*What is needed*
Please reproduce the material that follows with every "precision sprayer" swapped for "spot sprayer" and nothing else altered, and omit the pictures from your copy.

begin Data supplied

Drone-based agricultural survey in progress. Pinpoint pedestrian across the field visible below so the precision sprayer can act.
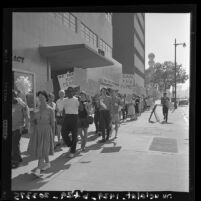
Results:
[27,91,55,176]
[48,93,56,111]
[118,94,123,124]
[111,90,121,138]
[121,95,128,121]
[92,94,101,135]
[48,93,57,148]
[56,90,65,146]
[100,88,112,143]
[78,91,90,151]
[61,87,79,158]
[11,90,30,168]
[128,95,135,120]
[161,92,170,123]
[135,96,140,116]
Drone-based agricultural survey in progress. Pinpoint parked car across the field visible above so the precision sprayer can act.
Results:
[179,98,189,106]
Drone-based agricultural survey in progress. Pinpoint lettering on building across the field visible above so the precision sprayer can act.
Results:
[13,55,24,63]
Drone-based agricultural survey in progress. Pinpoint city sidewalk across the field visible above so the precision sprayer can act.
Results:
[12,106,189,192]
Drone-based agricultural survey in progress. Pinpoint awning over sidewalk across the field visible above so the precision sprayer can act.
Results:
[39,44,114,70]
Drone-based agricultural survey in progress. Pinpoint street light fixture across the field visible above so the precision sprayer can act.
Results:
[174,38,186,109]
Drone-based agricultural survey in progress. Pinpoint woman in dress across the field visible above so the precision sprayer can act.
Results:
[27,91,55,176]
[128,98,135,120]
[78,92,89,151]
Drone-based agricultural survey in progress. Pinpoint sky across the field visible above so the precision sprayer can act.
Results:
[145,13,190,90]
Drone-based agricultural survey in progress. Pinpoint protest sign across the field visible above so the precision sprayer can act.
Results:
[57,72,74,90]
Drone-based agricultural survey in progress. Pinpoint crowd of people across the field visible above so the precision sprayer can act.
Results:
[12,87,155,176]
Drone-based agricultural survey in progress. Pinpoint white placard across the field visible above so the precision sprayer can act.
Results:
[57,72,74,90]
[120,74,134,86]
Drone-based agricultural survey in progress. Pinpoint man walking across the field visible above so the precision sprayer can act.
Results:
[100,88,112,143]
[111,90,121,138]
[12,91,30,168]
[61,87,79,158]
[161,92,170,123]
[56,90,65,146]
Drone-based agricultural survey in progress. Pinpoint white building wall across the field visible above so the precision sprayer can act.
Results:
[134,15,145,44]
[137,13,145,29]
[134,34,144,59]
[134,73,144,87]
[134,54,144,73]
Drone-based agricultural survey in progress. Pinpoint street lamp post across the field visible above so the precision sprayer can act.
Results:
[174,38,186,109]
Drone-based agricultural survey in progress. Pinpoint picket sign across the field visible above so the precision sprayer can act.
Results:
[57,72,74,90]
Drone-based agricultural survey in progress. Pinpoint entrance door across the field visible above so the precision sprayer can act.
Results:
[12,69,36,111]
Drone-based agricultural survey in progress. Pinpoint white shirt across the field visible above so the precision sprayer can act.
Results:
[48,102,56,111]
[56,98,64,115]
[64,97,79,114]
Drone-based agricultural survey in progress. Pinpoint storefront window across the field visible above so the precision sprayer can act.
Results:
[13,70,35,111]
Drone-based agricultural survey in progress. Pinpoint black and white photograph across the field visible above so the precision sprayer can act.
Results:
[1,6,195,199]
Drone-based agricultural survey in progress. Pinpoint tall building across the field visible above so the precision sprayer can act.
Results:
[12,12,122,107]
[112,13,146,95]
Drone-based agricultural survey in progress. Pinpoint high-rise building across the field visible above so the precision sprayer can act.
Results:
[112,13,146,95]
[12,12,122,107]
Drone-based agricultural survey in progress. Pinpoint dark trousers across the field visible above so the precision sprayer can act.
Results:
[121,106,128,120]
[100,110,111,140]
[163,106,168,122]
[12,129,22,163]
[61,114,78,153]
[94,111,100,132]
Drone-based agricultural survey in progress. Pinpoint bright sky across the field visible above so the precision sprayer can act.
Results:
[145,13,190,88]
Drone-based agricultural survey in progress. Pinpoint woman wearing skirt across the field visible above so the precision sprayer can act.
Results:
[27,91,55,176]
[128,99,135,120]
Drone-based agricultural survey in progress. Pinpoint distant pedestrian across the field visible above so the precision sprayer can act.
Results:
[100,88,112,142]
[48,93,56,111]
[48,93,57,147]
[61,87,79,158]
[111,90,121,138]
[128,98,135,120]
[78,91,90,151]
[27,91,55,176]
[161,93,170,123]
[12,91,30,168]
[135,97,140,116]
[56,90,65,146]
[92,94,101,135]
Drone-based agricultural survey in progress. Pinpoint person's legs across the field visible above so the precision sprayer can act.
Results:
[57,124,61,143]
[82,128,88,149]
[37,157,45,170]
[70,115,78,154]
[163,106,166,120]
[165,107,168,123]
[94,111,99,133]
[61,115,72,147]
[100,110,105,141]
[104,111,112,140]
[12,129,22,165]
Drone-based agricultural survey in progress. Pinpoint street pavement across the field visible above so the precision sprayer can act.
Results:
[12,106,189,192]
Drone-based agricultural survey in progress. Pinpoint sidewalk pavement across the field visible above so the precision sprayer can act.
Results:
[12,106,189,192]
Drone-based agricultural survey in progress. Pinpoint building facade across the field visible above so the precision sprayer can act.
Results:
[12,12,122,107]
[112,13,146,95]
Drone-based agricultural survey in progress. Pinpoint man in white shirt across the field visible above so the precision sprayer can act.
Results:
[61,87,79,158]
[56,90,65,146]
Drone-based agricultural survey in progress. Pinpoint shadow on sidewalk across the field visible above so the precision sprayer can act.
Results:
[87,132,100,142]
[12,152,85,190]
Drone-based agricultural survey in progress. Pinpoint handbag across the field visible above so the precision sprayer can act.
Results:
[87,116,94,124]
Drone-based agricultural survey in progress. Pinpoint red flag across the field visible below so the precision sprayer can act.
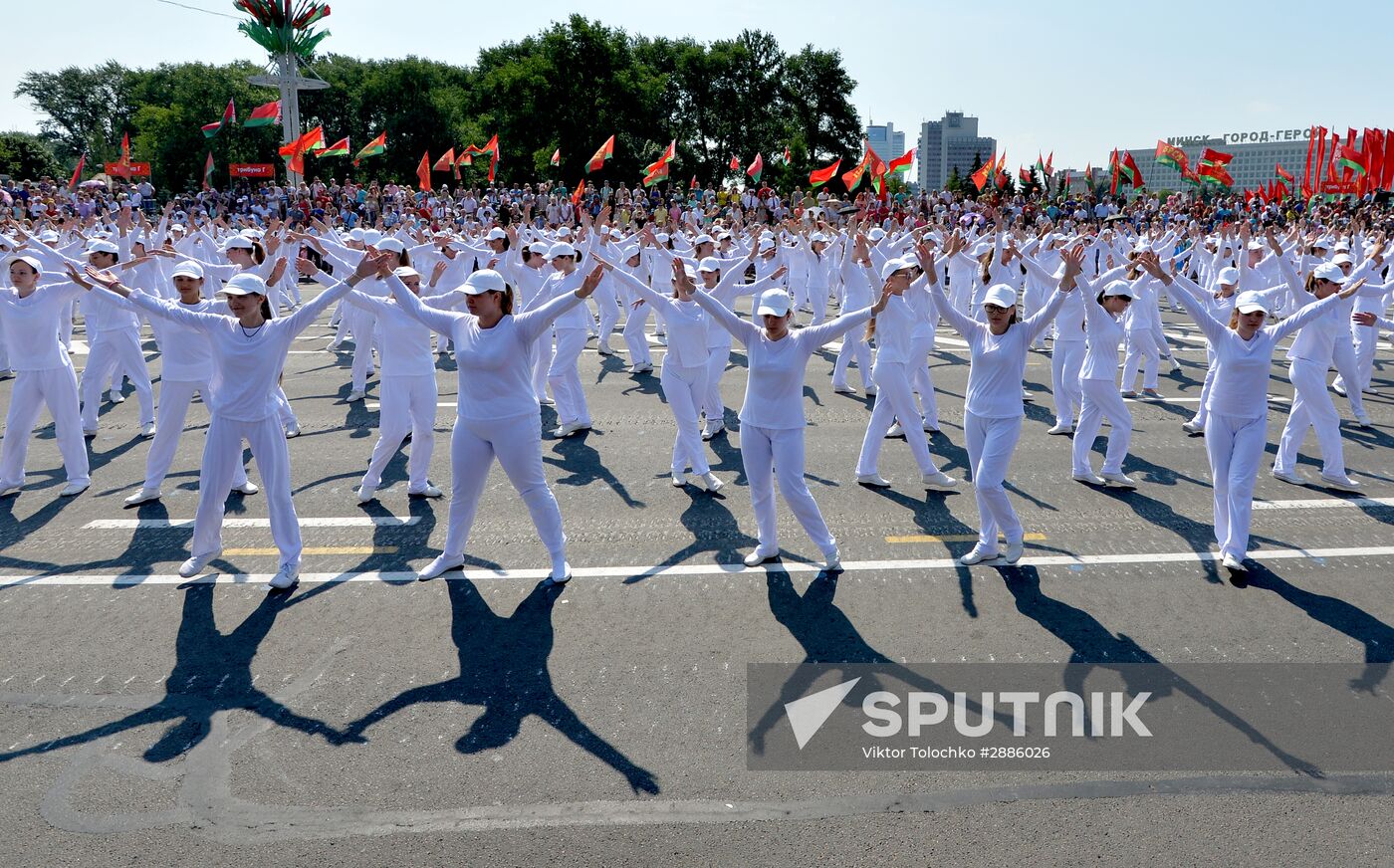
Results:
[585,135,614,174]
[885,147,914,174]
[69,153,87,192]
[417,150,431,189]
[809,159,842,187]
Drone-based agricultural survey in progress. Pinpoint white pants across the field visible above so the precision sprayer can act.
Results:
[1206,412,1268,560]
[910,331,940,428]
[445,409,560,561]
[1049,338,1081,425]
[533,328,552,401]
[624,303,654,365]
[701,343,731,431]
[0,362,91,486]
[348,306,377,391]
[740,425,837,554]
[191,410,301,567]
[362,373,439,492]
[857,359,937,475]
[591,282,619,348]
[658,356,711,475]
[547,328,591,425]
[1075,375,1132,474]
[832,326,871,389]
[963,412,1025,551]
[1273,358,1351,478]
[145,379,247,499]
[1331,326,1373,417]
[1122,327,1167,391]
[81,328,154,431]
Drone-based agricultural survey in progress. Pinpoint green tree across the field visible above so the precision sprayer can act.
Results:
[0,132,63,181]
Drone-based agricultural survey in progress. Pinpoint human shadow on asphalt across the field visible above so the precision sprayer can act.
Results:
[1237,560,1394,693]
[345,579,658,794]
[543,431,645,509]
[0,581,345,762]
[997,565,1321,777]
[747,568,1010,754]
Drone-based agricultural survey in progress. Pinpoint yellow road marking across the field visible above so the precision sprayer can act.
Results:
[885,534,1046,542]
[223,546,397,557]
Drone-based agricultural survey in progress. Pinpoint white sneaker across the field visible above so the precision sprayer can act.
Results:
[822,546,842,572]
[121,488,163,506]
[745,548,775,567]
[920,470,958,492]
[178,548,223,578]
[417,554,464,581]
[269,564,300,590]
[552,422,591,439]
[857,474,891,488]
[959,543,997,567]
[1321,474,1360,492]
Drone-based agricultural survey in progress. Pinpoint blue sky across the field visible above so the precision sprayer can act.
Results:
[0,0,1394,168]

end Data supplied

*Written reply*
Drone-based agricultural survey in progress. Pinpoint pedestrian across the field visible below so the spot sprayer can act.
Results:
[27,91,55,176]
[48,93,56,111]
[118,94,123,124]
[111,90,121,138]
[121,95,128,121]
[92,94,101,135]
[48,93,57,148]
[56,90,65,146]
[100,88,112,143]
[78,91,90,151]
[61,87,79,158]
[11,90,30,168]
[128,95,135,120]
[161,92,170,123]
[135,96,140,116]
Drone-based agricultural survey in progress. Pinpoint parked car across the field visible above so the spot sprayer can act.
Results:
[179,98,189,106]
Drone-based agricultural survey in progress. Pinpoint lettering on building across the field visible above so the spot sprayer can act.
Results:
[13,55,24,63]
Drone-based agricultural survey in progress. Pinpoint city sidewalk across the field visible above so the spot sprayer can act.
Results:
[12,106,189,192]
Drone-based agricultural survey in progress. Pinpoint awning over sidewalk across the field visible above so the spot sprayer can act.
Results:
[39,44,114,70]
Drone-based agricultural survey in progress. Pinpoint street light fixture across the field visible above so the spot sprayer can act.
Results:
[174,38,186,109]
Drone-based agricultural survey in progress. Pinpoint woman in dress across the field visible above so the spot sprayer can act.
Results:
[27,91,55,176]
[128,98,135,120]
[78,92,89,151]
Drone-based agricultural survey in progress. Pinpoint sky across the field visible above so the spot sprayer can act.
Results:
[145,13,190,90]
Drone-based agricultural survey in progress. Pinpoint protest sign across the field visible above so the spot sprayer can act.
Results:
[57,72,74,90]
Drone-based agricultural survey in progress. Pinpoint crowd of people across the field visible above so the spot sprayer can act.
Results:
[12,87,155,176]
Drone-based agricultural survey in progress. Pinpoint white placard across the field visible above so the spot sprayer can act.
Results:
[57,72,74,90]
[120,74,134,86]
Drone-based agricultural survey in progress. Pinpoint man walking across the field visible above so the spot sprayer can act.
Results:
[100,88,112,143]
[111,90,121,138]
[12,91,30,168]
[61,87,79,158]
[161,92,170,123]
[56,90,65,146]
Drone-based agricultural survey in progress. Pinpoint white building wall across the field visible above so the spot sprayer can act.
Results:
[134,15,145,44]
[137,13,145,29]
[134,34,144,59]
[134,73,144,87]
[134,54,144,73]
Drone-based agricultural survey in progress. Pinpoint street lamp post across the field visible above so the spot sprayer can act.
Results:
[174,38,186,109]
Drone-based agricultural survey in progress. Pinpoint picket sign across the field visible above so the spot sprayer can act.
Results:
[57,72,74,90]
Drone-based agricultural survey in progress. Pinpoint entrance door across the field visible above so the spot sprayer can act.
Results:
[12,69,36,111]
Drone-based agricultural survey in progress. Pinpoint white shirt across the field visible above so the spot sprayer can act.
Results:
[48,102,56,111]
[56,98,64,115]
[64,97,79,114]
Drone-based agricultural survey in progress. Pinpoint storefront window across the field visible above so the spot sprayer can act.
Results:
[13,70,35,111]
Drone-based agricultural survey in progress. Pinpoint black and white photograph across the field visible above so the spot sprayer can act.
Results:
[1,6,195,199]
Drone-based agricultural survey in progress. Pinpoint tall building across the field visible above so the spot sprayer can act.
Results:
[12,12,122,107]
[112,13,146,95]
Drone-based agricultural survey in progress. Pinpoint high-rise building across the field visible above so the spot sprayer can act.
Results:
[112,13,146,95]
[12,12,122,107]
Drone-based agricultural survey in progress. Pinpoint dark trousers across the field visible above so the spot sprayer can act.
Results:
[121,106,128,120]
[100,110,111,140]
[163,106,168,122]
[12,129,22,163]
[61,114,78,153]
[94,111,100,132]
Drone-based agricultural survey in progress. Pinpoint bright sky across the field visible above so the spot sprayer can act.
Results:
[145,13,190,88]
Drone-based agricultural survey in progress. Pinpoint woman wearing skirt across the field visible above so the spot sprayer can act.
Results:
[27,91,55,176]
[128,99,135,120]
Drone-based agricultural survey in progress. Pinpoint distant pedestrian across the field visible above so the spot sprayer can act.
Results:
[100,88,112,142]
[48,93,56,111]
[48,93,57,147]
[61,87,79,158]
[111,90,121,138]
[128,98,135,120]
[78,91,90,151]
[27,91,55,176]
[161,93,170,123]
[12,91,30,168]
[135,97,140,116]
[56,90,65,146]
[92,94,101,135]
Drone-based agricultural survey in progress. Pinpoint person's legs across the field visible above so the spot sprayer can act.
Results:
[57,124,61,143]
[82,128,88,149]
[37,157,45,170]
[70,115,78,154]
[163,106,166,120]
[165,107,168,123]
[94,111,99,133]
[61,115,72,147]
[100,110,105,141]
[104,111,112,140]
[12,129,22,165]
Drone-based agricultural survey in progress. Pinpoint street pavement across the field visible above so the spot sprayer can act.
Results:
[12,106,189,192]
Drone-based agricultural survey in progress. Pinpoint sidewalk pavement across the field visible above so the spot sprayer can act.
Results:
[12,106,189,192]
Drone-based agricultural survey in progress. Pinpoint building facade across the field visible above so the spot sprayer can act.
Results:
[12,12,122,107]
[112,13,146,95]
Drone-based agricultural survey in progress. Pinpoint man in white shirt across the field visible above so the spot sprayer can act.
Results:
[61,87,79,158]
[56,90,65,146]
Drone-based agricultural survey in progress. Pinpoint shadow on sidewalk across the field visible above so the spot sprayer can act.
Results:
[87,132,100,142]
[12,152,85,190]
Drone-based agricultural survey in progress. Pinpoint handbag across the field visible above so the spot sprayer can act.
Results:
[87,116,94,124]
Drone-based agricultural survey in progress. Pinpoint red flag across the field visible below so the spot sprayer can act.
Results:
[585,135,614,174]
[885,147,914,174]
[69,153,87,192]
[417,150,431,189]
[809,159,842,187]
Drone-based agricultural survey in progress. Pinpoint white pants across the field visible above so the spot sprayer can act.
Results:
[1206,412,1268,560]
[910,331,940,428]
[445,409,560,561]
[1049,338,1081,425]
[533,328,552,401]
[624,303,654,365]
[701,343,731,431]
[0,362,91,486]
[348,306,377,391]
[740,425,837,554]
[191,410,301,567]
[362,373,439,492]
[857,359,937,475]
[591,282,619,348]
[658,356,711,475]
[547,328,591,425]
[1075,375,1132,474]
[832,326,871,389]
[963,412,1025,551]
[1273,358,1351,478]
[145,379,247,499]
[1331,326,1373,417]
[1122,327,1167,391]
[81,328,154,431]
Drone-based agricultural survey in progress. Pinpoint green tree across the field visible above so the spot sprayer can act.
Results:
[0,132,63,181]
Drone-based agricultural survey in progress. Pinpoint human shadow on asphalt across the field visible above so the spot sprayer can act.
Results:
[1237,560,1394,693]
[345,579,658,794]
[543,431,645,509]
[0,581,345,762]
[997,565,1321,777]
[747,568,1010,754]
Drone-based agricultural survey in progress. Pinpoint yellow road marking across the field visible above so the spot sprayer can act.
Results:
[885,534,1046,542]
[223,546,397,557]
Drone-based agricultural survey in progress. Pinpoint white sneaker across the field visible above so the spot sprayer can act.
Results:
[822,546,842,572]
[121,488,163,506]
[745,548,775,567]
[920,470,958,492]
[178,548,223,578]
[417,554,464,581]
[269,564,300,590]
[552,422,591,439]
[857,474,891,488]
[959,543,997,567]
[1321,474,1360,492]
Drone-based agricultural survey in progress. Pinpoint blue sky across the field visible above so the spot sprayer can act.
Results:
[0,0,1394,168]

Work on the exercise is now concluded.